■ WHAT TO PRODUCE
Please reproduce the data below exactly, from the first line to the last.

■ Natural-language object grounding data
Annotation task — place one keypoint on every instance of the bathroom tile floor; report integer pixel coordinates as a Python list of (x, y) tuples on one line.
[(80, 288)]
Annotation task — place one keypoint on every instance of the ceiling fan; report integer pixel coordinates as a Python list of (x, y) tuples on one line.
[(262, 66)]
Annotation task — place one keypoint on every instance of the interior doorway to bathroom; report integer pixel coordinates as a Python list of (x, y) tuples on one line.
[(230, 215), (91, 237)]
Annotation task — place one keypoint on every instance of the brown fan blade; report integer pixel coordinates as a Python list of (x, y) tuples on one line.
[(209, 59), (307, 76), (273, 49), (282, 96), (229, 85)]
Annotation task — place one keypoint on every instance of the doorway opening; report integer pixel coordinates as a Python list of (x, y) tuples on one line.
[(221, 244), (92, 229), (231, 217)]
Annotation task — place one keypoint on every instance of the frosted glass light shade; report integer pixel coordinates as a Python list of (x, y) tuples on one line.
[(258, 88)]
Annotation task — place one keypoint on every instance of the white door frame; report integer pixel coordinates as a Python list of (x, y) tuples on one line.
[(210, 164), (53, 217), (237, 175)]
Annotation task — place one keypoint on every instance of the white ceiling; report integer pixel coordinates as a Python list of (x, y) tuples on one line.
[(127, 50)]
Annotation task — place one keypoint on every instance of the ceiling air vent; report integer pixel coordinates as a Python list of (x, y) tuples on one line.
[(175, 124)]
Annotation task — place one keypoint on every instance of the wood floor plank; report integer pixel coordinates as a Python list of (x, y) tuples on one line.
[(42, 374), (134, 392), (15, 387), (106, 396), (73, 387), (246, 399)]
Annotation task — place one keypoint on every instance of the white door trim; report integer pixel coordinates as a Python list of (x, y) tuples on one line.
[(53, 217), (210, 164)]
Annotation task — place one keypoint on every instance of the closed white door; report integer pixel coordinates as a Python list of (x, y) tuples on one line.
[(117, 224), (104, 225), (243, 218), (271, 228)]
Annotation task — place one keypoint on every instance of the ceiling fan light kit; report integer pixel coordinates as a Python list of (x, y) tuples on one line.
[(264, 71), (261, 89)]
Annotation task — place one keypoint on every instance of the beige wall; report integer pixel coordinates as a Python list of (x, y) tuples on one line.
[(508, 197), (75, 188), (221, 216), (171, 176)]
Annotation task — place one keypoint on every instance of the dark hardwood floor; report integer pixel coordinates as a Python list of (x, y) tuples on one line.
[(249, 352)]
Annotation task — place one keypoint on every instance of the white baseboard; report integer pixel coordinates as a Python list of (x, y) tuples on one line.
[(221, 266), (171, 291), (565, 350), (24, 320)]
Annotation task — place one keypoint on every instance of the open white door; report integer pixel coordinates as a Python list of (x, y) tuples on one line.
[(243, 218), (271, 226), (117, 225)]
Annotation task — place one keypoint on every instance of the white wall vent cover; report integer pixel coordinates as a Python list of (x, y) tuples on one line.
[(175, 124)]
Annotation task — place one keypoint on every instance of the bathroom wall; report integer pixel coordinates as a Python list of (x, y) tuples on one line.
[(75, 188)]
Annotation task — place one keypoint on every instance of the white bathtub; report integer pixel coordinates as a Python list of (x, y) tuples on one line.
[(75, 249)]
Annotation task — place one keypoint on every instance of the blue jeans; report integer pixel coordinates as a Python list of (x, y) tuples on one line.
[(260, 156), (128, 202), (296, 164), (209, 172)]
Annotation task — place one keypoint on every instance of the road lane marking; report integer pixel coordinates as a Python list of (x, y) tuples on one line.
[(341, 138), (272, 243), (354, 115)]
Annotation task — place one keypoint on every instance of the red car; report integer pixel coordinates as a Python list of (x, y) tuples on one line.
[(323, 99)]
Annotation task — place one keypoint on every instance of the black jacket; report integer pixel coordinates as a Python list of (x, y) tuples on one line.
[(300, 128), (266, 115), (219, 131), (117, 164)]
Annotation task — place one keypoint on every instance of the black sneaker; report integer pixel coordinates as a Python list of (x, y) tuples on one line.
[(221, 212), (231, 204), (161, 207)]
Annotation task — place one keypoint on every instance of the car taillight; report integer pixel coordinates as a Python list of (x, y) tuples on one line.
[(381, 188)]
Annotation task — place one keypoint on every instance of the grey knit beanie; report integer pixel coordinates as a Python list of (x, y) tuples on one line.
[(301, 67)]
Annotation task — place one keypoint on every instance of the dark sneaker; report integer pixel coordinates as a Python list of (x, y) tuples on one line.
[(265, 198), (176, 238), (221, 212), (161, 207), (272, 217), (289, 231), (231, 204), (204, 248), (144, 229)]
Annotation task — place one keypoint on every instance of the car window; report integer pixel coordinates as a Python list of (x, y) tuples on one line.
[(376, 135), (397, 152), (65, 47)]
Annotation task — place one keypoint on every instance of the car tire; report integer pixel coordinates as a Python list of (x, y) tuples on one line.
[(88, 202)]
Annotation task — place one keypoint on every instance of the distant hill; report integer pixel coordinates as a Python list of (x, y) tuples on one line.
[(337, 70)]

■ REPLY TO THE TASK
Annotation task — place one keypoint on every instance of the bathroom tile floor; report integer pixel coordinates as a Python list of (x, y) tuples on one line.
[(80, 288)]
Annotation task — place one keypoint on every instance of the ceiling fan; report integer pixel coordinates as a Python list of (x, y) tuples on one line.
[(262, 66)]
Annotation task — place one keypoint on every instance of the interior doorway to bathroom; report integer pixel coordinates as a Python list of (x, y) tuples on one line.
[(230, 215), (91, 237)]
Annotation task — place one keypoint on every instance of the brown fan blade; report integer pixel coordinates as a Python list of (x, y) tuples on one line.
[(209, 59), (307, 76), (273, 49), (282, 96), (229, 85)]
Annotation task — place one keypoint on every instance of the doorway opening; report integer pixel coordinates as a Python list of (x, y) tuples on one line.
[(221, 244), (92, 229), (231, 217)]
Annotation task — place one keypoint on every instance of the frosted glass light shade; report integer pixel coordinates as a Python list of (x, y) tuples on one line.
[(258, 88)]
Annotation task — place one keypoint on every instance of the white door frame; report integer pixel coordinates as a Python list of (x, y) tuples on one line.
[(210, 164), (53, 217), (237, 175)]
Annotation task — place one keypoint on every instance of the white ceiling; report integer pixel coordinates as a Python list of (x, y) tuples on one line.
[(127, 50)]
Annotation task — place one keypoint on every instance of the ceiling air vent; report integer pixel coordinates as a Python list of (x, y) tuples on one line.
[(175, 124)]
Annotation task — place one keypoint on every instance of the wood floor plank; report integer pixel coordinates as a Python list of (x, y) tuples on one line.
[(42, 374), (134, 392), (15, 387), (106, 396), (73, 387), (246, 399)]
Annotation task — place one keypoint on every instance of the white door trim; report integer pixel coordinates as a Python list of (x, y) tuples on one line.
[(53, 217), (210, 164)]
Annotation task — place one keypoint on every instance of the closed white door; report integer pixel coordinates as a Python list of (x, y) tuples on one line.
[(117, 224), (104, 225), (243, 218), (271, 228)]
Annotation task — place one keypoint on every instance of the ceiling fan light kit; report integer pixel coordinates as a Python list of (x, y) tuples on one line.
[(264, 71), (261, 89)]
Annotation task — place one keypoint on every instance of the beige wall; report integer pixel coordinates as a Python list of (x, y) tuples on one line.
[(508, 197), (75, 188), (221, 216), (171, 176)]
Annotation task — place one keypoint on every instance of the dark hardwood floor; report integer pixel coordinates as a Python list of (x, y) tuples on one line.
[(249, 352)]
Annotation task — place one keypoint on every instance of the white baseboard; report integer pixel coordinates as a Python list of (x, y) tuples on one line.
[(221, 266), (171, 291), (565, 350), (24, 320)]
Annotation task — place one keypoint on every instance of the open white door; report integer pixel coordinates as a Python list of (x, y) tuples on one line.
[(243, 218), (271, 226), (117, 225)]
Annotation task — place one keypoint on every instance of the white wall vent cover; report integer pixel coordinates as a Python list of (x, y) tuples on one line.
[(175, 124)]
Annotation task — place one keypoint on every instance of the bathroom wall; report integer pixel coordinates as a Python list of (x, y) tuples on one line.
[(75, 188)]
Annotation task — place one keypoint on every instance of the white bathtub; report integer pixel coordinates as a Python list of (x, y) tuples on one line.
[(75, 249)]
Annotation task — place one keypoint on every instance of the blue jeans; report integer pixel coordinates as a Python list of (x, y) tuples on one line.
[(260, 156), (128, 202), (296, 164), (209, 172)]
Annotation task — place one keypoint on every instance of the road lane marking; report integer pixel coordinates as a Python list of (x, y) tuples on one line.
[(341, 138), (272, 243), (354, 115)]
Annotation task — place one keypoint on every instance of the red car; report integer pixel coordinates as a Python list of (x, y) tuples on one line.
[(323, 99)]
Annotation task — place one keypoint on every instance of the black jacket; report integer pixel coordinates as a Python list of (x, y) tuples on one line.
[(300, 128), (266, 115), (219, 131), (117, 164)]
Annotation task — place one keypoint on every instance of the black sneaker; report integer pixel coordinates as a Python list of (x, y) tuples on one line.
[(221, 212), (231, 204), (161, 207)]
Annotation task — place one keypoint on every instance of the car taillight; report integer pixel coordinates as a Python list of (x, y) tuples on one line.
[(381, 188)]
Annotation task — place one keypoint on every instance of the grey knit beanie; report integer pixel coordinates as a Python list of (x, y) tuples on one line.
[(301, 67)]
Annotation task — place one keypoint on every instance of the dark sneaker; report integer pixel coordinates as a Python list of (x, y) tuples on one line.
[(265, 198), (176, 238), (221, 212), (161, 207), (272, 217), (289, 231), (231, 204), (204, 248), (144, 229)]
Annotation task — place one keypoint on every instance of the car window; report integer pixel coordinates as a Python list of (x, y) tuples on one line.
[(376, 135), (397, 152), (65, 47)]
Annotation task — place one keypoint on every instance of the car tire; report integer pixel coordinates as a Python list of (x, y) tuples on one line.
[(88, 202)]
Annotation task — place one keypoint on every instance of the distant hill; report integer pixel coordinates as a Python list of (x, y) tuples on one line.
[(337, 70)]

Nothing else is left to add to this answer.